- _Excerpted text_
....
I run a haynie LS and trust me your right lower is better! It's not fun running 75+ sitting up in the air!


----------



## mikethetiger55 (Mar 6, 2009)

Great looking boat - congrats! Nice to see pics of new Trans.

Just one question: Do those racing seats have storage under the cushions? Very interested if they do...


----------



## beach (Jun 15, 2004)

Congrats on a fine rig. I have the same boat as yours, but with a Suzuki on back. Given the 250 SHO has a 1.75:1 Gear Ratio, you may want to try a Turbo OTX4 27 Pitch. That big 4.2 liter brute has plenty of power to push that hull with that size pitch. I am turning a 26 OTX4 and getting 6200 Rpm's, with a 175, however my gear ratio is 2.50:1. The Turbo prop is made for that hull. Keep us posted.


----------



## txfishon (Jul 17, 2006)

mikethetiger55 said:


> Great looking boat - congrats! Nice to see pics of new Trans.
> 
> Just one question: Do those racing seats have storage under the cushions? Very interested if they do...


No sir they do not ... I am doing some research to find a way to put some in! Self made is what its looking like... The seats are only 8 to 10 inches off the deck so it dont leave much room to work with!
....
- _Data provided_

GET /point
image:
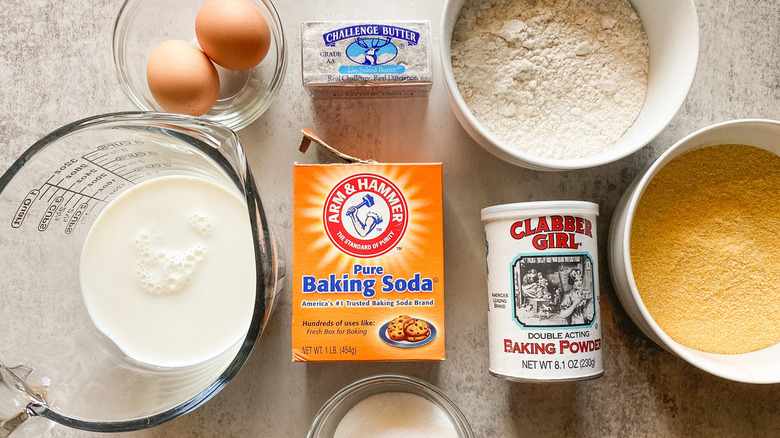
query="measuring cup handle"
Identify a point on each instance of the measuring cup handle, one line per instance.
....
- _Task list_
1: According to the boat thread, how high off the deck are the seats?
2: Please rewrite the boat thread from "Congrats on a" up to and including "Keep us posted.", replacing "Suzuki" with "Mercury".
3: List every username that appears as a post header in the boat thread.

- _Solutions per task_
1: 8 to 10 inches

2:
Congrats on a fine rig. I have the same boat as yours, but with a Mercury on back. Given the 250 SHO has a 1.75:1 Gear Ratio, you may want to try a Turbo OTX4 27 Pitch. That big 4.2 liter brute has plenty of power to push that hull with that size pitch. I am turning a 26 OTX4 and getting 6200 Rpm's, with a 175, however my gear ratio is 2.50:1. The Turbo prop is made for that hull. Keep us posted.

3: mikethetiger55, beach, txfishon